# [Task to carry out]
Return all records exactly. Nothing may be added.
───── Input
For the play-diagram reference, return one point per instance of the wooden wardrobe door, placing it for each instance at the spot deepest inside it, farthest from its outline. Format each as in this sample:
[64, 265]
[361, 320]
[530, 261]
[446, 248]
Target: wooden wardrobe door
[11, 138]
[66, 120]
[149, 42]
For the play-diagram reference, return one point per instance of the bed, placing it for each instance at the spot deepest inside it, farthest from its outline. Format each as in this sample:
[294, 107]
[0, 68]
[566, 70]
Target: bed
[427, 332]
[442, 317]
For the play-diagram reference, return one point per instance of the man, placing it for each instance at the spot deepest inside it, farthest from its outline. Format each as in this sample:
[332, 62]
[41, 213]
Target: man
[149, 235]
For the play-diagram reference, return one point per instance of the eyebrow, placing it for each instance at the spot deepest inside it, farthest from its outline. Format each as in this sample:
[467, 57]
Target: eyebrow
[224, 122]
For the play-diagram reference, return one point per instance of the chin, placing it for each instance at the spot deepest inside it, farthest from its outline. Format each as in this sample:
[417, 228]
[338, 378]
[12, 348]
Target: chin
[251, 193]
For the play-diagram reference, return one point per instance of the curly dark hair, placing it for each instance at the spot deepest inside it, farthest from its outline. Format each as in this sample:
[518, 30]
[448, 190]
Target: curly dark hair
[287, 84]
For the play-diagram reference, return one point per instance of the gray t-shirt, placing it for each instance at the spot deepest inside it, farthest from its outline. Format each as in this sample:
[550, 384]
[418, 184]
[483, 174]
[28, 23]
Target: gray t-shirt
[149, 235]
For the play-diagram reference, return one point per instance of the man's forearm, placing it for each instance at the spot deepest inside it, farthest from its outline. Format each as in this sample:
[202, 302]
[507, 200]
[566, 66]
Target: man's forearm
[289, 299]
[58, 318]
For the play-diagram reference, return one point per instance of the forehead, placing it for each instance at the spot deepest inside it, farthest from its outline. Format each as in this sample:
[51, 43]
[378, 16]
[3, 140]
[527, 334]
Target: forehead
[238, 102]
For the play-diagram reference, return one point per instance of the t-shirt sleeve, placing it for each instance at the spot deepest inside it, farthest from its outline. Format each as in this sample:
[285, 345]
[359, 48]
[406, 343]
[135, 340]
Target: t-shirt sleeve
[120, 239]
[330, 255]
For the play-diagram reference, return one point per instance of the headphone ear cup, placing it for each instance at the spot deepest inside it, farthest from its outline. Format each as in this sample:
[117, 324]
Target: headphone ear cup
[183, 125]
──────────
# [Finished exercise]
For the play-diagram reference, return one point per instance of the wooden wardrobe door, placing it for each instance at the spot deepest inside it, farthest from its outline. Format each as in this sample:
[64, 265]
[361, 320]
[530, 261]
[446, 248]
Target: wooden wardrobe door
[11, 138]
[66, 120]
[149, 42]
For the play-diagram reference, return one point per instance of the bed, placing it for each instance at the spot deepest inside it, farthest from its outline. Format each as in this sample:
[294, 107]
[0, 68]
[566, 70]
Target: bed
[427, 332]
[442, 317]
For the play-diagram reference, return one point per instance of the man, placing it for each instance at the spot deepest inside it, farthest from its outline. Format each as in this sample:
[332, 62]
[41, 213]
Target: man
[149, 235]
For the play-diagram reference, return one point per instance of the eyebrow, placing it for each instance at the spot deepest inside it, farthest from its outline. Format each as in this sample:
[467, 57]
Target: eyebrow
[224, 122]
For the play-diagram reference, return one point per instance of the chin, placing it for each instance at the spot deepest inside it, farthest from its outline. Format each as in this sample:
[417, 228]
[338, 378]
[12, 348]
Target: chin
[251, 193]
For the play-diagram reference, return one point per instance of the curly dark hair, placing it for each instance at the spot deepest inside it, farthest from its outline. Format each as in this sample:
[518, 30]
[448, 190]
Target: curly dark hair
[287, 84]
For the play-diagram reference, return one point per instance of the gray t-shirt, placing it for each instance at the spot deepest inside it, farthest from its outline. Format each as in this sample:
[550, 384]
[418, 184]
[483, 174]
[28, 23]
Target: gray t-shirt
[149, 235]
For the play-diagram reference, return one point per instance of the man's forearm, placing it for each instance at the spot deepest inside it, farthest from its outline. Format each as in this sample:
[202, 302]
[507, 200]
[566, 66]
Target: man's forearm
[289, 299]
[58, 318]
For the play-diagram reference, return one point per instance of the forehead, placing it for each instance at the spot deepest inside it, farthest from its outline. Format each as in this sample:
[51, 43]
[378, 16]
[3, 140]
[527, 334]
Target: forehead
[238, 102]
For the play-diagram reference, return one point per instance of the t-shirt sleeve, placing it for each instance at the spot deepest inside it, farthest from its outline. Format each as in this sample:
[285, 345]
[359, 48]
[406, 343]
[135, 340]
Target: t-shirt sleeve
[120, 239]
[330, 255]
For the play-diagram reference, return one point per instance of the headphone ear cup, placing it for each instance at the spot deepest inside it, farthest from its outline. Format each as in this sample:
[117, 324]
Target: headphone ear cup
[183, 125]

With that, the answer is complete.